Start of RECORDS SUPPLIED

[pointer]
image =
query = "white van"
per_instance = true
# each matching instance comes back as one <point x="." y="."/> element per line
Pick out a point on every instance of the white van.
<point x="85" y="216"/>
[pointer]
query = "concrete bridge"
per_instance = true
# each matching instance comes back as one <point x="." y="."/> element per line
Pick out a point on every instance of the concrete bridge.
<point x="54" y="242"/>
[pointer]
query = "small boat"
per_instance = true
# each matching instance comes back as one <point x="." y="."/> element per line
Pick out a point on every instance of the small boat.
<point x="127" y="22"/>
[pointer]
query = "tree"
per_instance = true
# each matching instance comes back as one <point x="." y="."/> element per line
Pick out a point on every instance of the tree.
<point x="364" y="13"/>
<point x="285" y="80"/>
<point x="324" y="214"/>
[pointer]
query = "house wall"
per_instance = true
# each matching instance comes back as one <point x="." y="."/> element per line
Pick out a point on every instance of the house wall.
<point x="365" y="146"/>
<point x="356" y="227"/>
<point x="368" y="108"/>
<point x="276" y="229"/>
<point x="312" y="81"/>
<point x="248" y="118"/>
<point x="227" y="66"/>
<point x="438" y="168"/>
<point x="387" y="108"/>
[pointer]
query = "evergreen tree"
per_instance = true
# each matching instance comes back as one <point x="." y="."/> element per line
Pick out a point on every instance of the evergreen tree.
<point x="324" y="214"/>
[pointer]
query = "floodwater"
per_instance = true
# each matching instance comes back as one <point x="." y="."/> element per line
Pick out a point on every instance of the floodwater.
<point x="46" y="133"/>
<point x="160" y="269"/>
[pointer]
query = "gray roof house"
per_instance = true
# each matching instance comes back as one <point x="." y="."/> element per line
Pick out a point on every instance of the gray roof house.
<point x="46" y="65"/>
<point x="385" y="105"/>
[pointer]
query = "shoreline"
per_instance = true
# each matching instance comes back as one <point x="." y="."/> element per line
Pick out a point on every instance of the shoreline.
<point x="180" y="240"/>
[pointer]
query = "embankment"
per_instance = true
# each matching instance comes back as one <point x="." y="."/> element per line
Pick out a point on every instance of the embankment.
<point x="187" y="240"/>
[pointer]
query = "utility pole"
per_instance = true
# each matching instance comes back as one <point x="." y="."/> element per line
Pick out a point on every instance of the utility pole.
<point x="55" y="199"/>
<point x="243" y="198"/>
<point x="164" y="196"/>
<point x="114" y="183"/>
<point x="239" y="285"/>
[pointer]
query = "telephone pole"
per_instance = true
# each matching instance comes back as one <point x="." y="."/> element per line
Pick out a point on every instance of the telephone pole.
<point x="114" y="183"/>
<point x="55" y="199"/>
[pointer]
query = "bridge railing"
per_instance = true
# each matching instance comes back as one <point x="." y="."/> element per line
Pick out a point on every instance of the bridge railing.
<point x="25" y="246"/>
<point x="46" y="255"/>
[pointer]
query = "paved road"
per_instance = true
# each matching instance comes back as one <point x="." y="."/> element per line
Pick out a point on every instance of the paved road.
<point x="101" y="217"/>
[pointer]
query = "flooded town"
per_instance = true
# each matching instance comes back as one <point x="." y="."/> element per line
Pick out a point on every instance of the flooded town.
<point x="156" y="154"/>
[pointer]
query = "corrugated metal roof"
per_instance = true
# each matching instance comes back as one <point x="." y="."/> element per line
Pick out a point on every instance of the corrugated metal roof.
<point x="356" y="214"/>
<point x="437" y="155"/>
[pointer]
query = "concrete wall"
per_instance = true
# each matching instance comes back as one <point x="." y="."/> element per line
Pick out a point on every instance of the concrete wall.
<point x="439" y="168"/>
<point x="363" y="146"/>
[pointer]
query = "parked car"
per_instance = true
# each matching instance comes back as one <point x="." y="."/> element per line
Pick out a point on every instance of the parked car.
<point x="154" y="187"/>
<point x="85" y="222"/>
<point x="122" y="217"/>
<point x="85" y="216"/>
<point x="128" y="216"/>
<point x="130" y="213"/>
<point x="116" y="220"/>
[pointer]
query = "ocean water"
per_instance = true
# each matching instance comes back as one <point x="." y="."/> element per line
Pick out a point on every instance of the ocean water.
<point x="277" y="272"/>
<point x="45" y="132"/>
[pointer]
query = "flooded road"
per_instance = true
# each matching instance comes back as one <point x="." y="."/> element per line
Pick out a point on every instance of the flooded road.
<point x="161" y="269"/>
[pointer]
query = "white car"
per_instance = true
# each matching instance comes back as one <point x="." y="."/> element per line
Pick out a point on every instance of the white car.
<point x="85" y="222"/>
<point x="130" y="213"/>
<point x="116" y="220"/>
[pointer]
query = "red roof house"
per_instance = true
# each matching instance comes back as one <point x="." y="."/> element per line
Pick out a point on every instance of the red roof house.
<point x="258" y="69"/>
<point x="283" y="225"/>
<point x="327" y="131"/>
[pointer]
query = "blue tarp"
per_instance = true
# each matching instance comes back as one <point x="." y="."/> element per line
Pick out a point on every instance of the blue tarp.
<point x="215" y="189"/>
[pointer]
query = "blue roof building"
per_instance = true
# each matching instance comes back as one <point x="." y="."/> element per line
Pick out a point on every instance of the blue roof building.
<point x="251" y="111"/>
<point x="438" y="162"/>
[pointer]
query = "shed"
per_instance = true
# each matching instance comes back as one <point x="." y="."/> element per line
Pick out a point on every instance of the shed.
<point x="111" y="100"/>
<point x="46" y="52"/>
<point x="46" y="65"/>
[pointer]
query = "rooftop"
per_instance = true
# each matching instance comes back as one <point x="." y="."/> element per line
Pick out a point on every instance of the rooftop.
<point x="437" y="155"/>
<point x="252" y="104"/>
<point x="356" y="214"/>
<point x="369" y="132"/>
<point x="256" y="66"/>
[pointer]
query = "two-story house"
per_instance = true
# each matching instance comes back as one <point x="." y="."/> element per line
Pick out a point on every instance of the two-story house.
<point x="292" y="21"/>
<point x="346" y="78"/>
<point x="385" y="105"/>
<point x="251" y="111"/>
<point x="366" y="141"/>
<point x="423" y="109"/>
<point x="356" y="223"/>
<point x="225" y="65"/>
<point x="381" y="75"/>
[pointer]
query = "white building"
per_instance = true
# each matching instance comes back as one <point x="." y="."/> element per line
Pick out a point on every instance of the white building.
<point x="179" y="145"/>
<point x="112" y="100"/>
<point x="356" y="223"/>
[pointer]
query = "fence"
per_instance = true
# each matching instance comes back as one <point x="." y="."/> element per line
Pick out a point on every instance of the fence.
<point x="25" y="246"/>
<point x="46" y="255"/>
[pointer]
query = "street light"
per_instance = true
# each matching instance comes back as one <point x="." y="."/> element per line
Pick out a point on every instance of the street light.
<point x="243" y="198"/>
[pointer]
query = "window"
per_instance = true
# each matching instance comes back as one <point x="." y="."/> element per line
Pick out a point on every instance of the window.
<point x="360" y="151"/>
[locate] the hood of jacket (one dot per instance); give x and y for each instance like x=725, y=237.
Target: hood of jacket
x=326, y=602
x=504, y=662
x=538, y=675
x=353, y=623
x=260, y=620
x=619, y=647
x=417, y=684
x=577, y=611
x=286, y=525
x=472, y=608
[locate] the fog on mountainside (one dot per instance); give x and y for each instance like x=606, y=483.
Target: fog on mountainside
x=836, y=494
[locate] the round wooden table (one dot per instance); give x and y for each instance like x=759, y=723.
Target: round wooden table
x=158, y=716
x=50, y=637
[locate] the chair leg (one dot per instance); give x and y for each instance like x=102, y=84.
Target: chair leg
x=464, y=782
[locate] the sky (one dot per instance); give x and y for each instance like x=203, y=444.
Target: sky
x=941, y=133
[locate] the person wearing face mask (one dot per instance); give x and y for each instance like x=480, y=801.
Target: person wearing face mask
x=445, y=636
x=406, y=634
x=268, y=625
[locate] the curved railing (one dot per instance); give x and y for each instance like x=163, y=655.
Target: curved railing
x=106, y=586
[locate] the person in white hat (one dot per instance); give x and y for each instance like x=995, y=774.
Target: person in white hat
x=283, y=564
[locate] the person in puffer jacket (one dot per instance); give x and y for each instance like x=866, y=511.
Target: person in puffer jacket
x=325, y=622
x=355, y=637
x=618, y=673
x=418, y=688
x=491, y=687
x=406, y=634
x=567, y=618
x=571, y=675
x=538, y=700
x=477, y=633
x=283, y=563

End of RECORDS SUPPLIED

TASK REQUIREMENTS
Find the word "give" in the records and pull out each line that has it.

SOLVED PROBLEM
[locate] the hood of jacket (one dot per instance); give x and y for each instance like x=725, y=237.
[locate] the fog on mountainside (one dot per instance); give x and y for each instance like x=606, y=483.
[locate] the round wooden table (one dot per instance); give x and y for each instance like x=759, y=723.
[locate] the chair leg (one dot per instance); give x and y for each instance like x=102, y=84.
[locate] the sky (one dot per instance); give x and y for each instance like x=203, y=444.
[locate] the person wearing face mask (one dot per instance); give x and y for each instance like x=480, y=801.
[locate] the curved railing (one dot per instance); give x and y for each instance like x=163, y=655.
[locate] the person in white hat (one dot per instance); give x and y for each instance like x=995, y=774.
[locate] the person in puffer jacket (one dot per instance); give x and y for each instance like x=866, y=511.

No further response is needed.